### Task to complete
Reproduce the line that contains "Target: blue jeans" and every line after it through the end of the records, exactly, with nothing added.

Point localization data
----

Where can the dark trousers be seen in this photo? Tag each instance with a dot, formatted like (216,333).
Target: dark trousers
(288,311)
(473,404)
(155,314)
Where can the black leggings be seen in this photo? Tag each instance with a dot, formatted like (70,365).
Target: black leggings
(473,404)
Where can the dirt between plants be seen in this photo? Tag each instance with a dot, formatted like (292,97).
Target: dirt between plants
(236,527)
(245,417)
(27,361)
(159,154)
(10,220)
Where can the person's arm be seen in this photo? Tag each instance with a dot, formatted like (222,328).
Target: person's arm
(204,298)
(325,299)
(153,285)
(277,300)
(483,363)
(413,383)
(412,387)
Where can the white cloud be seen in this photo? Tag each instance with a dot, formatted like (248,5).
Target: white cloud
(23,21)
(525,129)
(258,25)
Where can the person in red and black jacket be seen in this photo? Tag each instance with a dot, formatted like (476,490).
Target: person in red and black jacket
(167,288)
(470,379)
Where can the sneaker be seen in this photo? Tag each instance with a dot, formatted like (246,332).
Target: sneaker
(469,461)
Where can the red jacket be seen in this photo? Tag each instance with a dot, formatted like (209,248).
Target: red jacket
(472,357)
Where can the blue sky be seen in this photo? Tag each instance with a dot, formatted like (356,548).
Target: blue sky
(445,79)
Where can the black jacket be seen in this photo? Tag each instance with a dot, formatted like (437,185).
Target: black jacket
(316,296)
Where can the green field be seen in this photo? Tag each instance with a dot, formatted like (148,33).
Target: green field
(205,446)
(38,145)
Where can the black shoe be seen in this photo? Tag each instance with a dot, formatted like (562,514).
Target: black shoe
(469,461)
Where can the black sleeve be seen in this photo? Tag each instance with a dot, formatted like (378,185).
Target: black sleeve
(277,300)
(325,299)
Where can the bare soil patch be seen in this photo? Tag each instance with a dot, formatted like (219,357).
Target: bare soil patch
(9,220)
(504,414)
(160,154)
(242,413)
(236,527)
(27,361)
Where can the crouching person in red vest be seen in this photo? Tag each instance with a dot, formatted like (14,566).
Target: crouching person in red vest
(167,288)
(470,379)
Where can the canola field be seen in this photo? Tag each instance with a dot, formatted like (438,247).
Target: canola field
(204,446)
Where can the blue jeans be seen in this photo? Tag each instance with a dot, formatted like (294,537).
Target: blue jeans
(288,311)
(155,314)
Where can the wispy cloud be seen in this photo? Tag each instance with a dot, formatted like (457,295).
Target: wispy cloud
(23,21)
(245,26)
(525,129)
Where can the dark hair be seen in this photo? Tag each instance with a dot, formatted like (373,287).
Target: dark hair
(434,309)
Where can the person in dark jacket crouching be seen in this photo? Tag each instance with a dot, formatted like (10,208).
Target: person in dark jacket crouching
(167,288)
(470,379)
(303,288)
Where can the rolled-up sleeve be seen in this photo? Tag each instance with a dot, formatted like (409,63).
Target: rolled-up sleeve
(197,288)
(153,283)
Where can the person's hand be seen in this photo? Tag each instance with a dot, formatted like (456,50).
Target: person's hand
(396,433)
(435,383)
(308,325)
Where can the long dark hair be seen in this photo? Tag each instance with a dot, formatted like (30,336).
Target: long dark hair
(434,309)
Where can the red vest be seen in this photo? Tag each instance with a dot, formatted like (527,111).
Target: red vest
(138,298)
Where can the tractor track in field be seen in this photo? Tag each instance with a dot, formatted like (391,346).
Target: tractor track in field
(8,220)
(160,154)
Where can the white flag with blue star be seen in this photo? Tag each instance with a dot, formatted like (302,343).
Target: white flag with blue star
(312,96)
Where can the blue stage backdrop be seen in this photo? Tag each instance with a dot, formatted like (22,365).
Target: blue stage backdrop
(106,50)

----

### Answer to this task
Target: blue jeans
(288,311)
(155,314)
Where can the wispy cloud be seen in this photo? Tag each instance with a dot, formatted like (457,295).
Target: wispy cloud
(23,21)
(245,26)
(525,129)
Where can the dark hair be seen in this photo? Tag each instance with a dot, formatted like (373,287).
Target: dark hair
(434,309)
Where can the person in dark jacket crouching be seen in this photo? Tag each instance with a dot, formatted like (10,208).
Target: person in dark jacket crouching
(167,288)
(470,379)
(303,288)
Where can the rolled-up sleeve be seen in this photo? Tag each instance with a dot, formatted like (409,63).
Target: rolled-up sleeve
(197,288)
(153,283)
Where can the person's hand be seen in this photo? Tag each instance with a dot, formatted like (456,50).
Target: person's hand
(396,433)
(435,383)
(308,325)
Where can the long dark hair be seen in this photo? Tag each instance with a dot, formatted like (30,336).
Target: long dark hair
(434,309)
Where can the red vest be seen in this photo? Tag each instance with a dot, formatted like (527,111).
Target: red vest
(138,298)
Where can the tractor track in field be seen in this photo? Tag each instance with a dot, formatted like (391,346).
Target: tractor track in field
(8,220)
(160,154)
Where can the white flag with blue star be seen in this photo? Tag each instance with a dot, formatted like (302,343).
Target: white flag with blue star
(312,96)
Where can the blue stage backdrop be seen in this photo? Tag each instance with a dot, formatted like (22,365).
Target: blue stage backdrop
(106,50)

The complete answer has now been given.